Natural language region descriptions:
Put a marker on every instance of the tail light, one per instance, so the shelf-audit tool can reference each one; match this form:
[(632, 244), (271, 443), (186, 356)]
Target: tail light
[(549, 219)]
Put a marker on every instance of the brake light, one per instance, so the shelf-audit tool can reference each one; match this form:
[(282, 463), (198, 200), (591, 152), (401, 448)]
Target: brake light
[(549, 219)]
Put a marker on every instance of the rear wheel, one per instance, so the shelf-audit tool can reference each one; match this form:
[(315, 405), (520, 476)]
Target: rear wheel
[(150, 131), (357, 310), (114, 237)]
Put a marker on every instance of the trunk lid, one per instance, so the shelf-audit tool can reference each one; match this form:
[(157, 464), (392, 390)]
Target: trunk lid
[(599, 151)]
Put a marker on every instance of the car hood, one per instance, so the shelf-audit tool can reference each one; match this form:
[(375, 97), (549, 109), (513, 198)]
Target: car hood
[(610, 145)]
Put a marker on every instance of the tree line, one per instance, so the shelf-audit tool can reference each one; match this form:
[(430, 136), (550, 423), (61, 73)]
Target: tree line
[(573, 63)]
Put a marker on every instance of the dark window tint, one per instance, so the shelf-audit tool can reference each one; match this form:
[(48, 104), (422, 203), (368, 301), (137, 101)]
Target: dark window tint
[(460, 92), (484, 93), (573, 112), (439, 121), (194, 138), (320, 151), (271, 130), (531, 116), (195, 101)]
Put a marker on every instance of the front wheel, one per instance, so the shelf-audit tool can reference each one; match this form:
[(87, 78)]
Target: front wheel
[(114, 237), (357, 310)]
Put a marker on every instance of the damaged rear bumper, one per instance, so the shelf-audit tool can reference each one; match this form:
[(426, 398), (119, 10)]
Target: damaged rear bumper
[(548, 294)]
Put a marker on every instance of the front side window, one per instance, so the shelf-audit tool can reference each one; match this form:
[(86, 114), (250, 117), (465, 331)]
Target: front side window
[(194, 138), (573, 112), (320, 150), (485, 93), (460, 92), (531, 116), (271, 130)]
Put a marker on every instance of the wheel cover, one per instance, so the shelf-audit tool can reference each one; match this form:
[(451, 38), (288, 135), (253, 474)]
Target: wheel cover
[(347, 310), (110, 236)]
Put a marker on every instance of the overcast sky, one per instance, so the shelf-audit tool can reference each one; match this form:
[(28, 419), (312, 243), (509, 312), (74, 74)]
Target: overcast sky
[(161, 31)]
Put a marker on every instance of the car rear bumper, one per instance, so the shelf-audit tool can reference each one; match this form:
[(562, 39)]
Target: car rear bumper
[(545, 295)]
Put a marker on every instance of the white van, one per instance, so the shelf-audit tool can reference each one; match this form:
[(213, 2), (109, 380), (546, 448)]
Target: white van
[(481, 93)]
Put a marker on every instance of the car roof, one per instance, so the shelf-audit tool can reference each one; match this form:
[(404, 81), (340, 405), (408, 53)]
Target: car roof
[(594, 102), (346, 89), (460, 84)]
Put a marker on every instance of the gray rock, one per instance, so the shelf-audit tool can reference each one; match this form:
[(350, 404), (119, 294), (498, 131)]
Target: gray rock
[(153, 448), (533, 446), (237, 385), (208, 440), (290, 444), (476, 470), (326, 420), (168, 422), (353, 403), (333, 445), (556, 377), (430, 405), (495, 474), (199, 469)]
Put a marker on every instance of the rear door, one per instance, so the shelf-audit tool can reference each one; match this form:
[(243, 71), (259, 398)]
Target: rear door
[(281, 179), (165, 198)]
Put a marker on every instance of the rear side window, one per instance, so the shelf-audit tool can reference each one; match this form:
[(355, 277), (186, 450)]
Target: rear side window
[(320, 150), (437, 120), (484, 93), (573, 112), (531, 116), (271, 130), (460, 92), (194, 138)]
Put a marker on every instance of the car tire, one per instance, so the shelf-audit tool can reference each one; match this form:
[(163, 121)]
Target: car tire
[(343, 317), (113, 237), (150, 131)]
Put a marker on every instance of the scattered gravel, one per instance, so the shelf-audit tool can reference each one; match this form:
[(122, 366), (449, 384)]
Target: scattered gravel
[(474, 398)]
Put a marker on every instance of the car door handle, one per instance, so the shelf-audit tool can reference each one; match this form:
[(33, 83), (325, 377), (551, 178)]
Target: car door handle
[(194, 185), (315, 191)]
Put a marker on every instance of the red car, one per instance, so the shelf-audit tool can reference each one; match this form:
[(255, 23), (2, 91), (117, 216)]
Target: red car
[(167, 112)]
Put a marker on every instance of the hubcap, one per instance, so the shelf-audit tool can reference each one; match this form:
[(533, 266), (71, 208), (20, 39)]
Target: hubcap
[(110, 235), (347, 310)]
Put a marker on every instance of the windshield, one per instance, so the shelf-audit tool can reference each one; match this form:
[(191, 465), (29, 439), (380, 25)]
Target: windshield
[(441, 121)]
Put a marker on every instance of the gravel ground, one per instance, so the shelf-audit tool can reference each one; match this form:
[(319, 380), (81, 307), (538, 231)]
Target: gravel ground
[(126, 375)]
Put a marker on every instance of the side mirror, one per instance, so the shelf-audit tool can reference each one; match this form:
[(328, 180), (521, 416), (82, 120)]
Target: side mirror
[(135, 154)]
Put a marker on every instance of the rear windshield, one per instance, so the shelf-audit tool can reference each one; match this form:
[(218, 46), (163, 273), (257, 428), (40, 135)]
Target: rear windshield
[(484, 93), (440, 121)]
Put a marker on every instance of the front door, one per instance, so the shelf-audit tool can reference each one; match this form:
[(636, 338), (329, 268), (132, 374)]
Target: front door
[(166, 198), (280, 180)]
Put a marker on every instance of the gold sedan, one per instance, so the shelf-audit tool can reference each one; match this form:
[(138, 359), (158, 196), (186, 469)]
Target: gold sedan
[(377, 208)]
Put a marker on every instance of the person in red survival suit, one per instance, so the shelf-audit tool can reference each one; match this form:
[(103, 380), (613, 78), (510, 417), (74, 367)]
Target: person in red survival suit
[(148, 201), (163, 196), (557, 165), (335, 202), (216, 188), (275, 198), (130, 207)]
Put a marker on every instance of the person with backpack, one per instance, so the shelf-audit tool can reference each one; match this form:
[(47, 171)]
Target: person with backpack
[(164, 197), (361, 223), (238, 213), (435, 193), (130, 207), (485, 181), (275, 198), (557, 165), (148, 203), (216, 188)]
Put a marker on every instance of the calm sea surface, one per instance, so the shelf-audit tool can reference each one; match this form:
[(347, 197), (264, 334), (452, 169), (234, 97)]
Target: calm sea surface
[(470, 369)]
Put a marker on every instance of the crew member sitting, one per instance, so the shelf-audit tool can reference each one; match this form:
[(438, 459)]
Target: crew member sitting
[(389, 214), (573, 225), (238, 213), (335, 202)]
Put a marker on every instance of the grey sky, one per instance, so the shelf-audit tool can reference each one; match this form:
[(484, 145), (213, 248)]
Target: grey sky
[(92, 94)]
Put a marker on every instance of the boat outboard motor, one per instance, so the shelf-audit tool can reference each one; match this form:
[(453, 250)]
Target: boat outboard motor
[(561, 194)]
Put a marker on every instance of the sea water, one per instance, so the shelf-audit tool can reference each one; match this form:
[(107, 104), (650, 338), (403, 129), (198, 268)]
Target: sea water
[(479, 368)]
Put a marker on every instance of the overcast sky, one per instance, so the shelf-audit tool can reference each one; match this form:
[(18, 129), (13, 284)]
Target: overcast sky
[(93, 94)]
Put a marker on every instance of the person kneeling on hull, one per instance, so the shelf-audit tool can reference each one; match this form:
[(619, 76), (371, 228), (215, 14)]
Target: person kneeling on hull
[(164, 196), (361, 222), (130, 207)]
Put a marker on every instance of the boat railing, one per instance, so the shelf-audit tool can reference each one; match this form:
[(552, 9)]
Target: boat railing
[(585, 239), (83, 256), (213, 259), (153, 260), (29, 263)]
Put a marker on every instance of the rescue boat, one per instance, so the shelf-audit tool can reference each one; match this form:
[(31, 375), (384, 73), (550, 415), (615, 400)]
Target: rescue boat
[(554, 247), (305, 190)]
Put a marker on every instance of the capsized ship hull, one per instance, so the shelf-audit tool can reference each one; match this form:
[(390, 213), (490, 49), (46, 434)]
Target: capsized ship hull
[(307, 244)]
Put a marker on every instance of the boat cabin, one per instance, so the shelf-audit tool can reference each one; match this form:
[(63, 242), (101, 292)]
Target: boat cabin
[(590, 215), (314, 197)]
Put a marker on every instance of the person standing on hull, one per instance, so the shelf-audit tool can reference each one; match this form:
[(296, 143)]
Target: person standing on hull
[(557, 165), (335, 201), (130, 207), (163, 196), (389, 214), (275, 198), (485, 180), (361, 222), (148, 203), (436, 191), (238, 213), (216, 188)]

TASK STATEMENT: Out of the data above, give again only the lines starting at the one holding "Target: rear side window" and ending at the one holding "Put a marker on every instance of the car tire, one", unchanged.

PROBLEM SOLUTION:
Target: rear side window
[(320, 150), (437, 120), (484, 93), (573, 112), (531, 116), (271, 130), (460, 92), (194, 138)]
Put a marker on every instance of the car tire, one per instance, so the shelf-audit tool can reference each one; match this form:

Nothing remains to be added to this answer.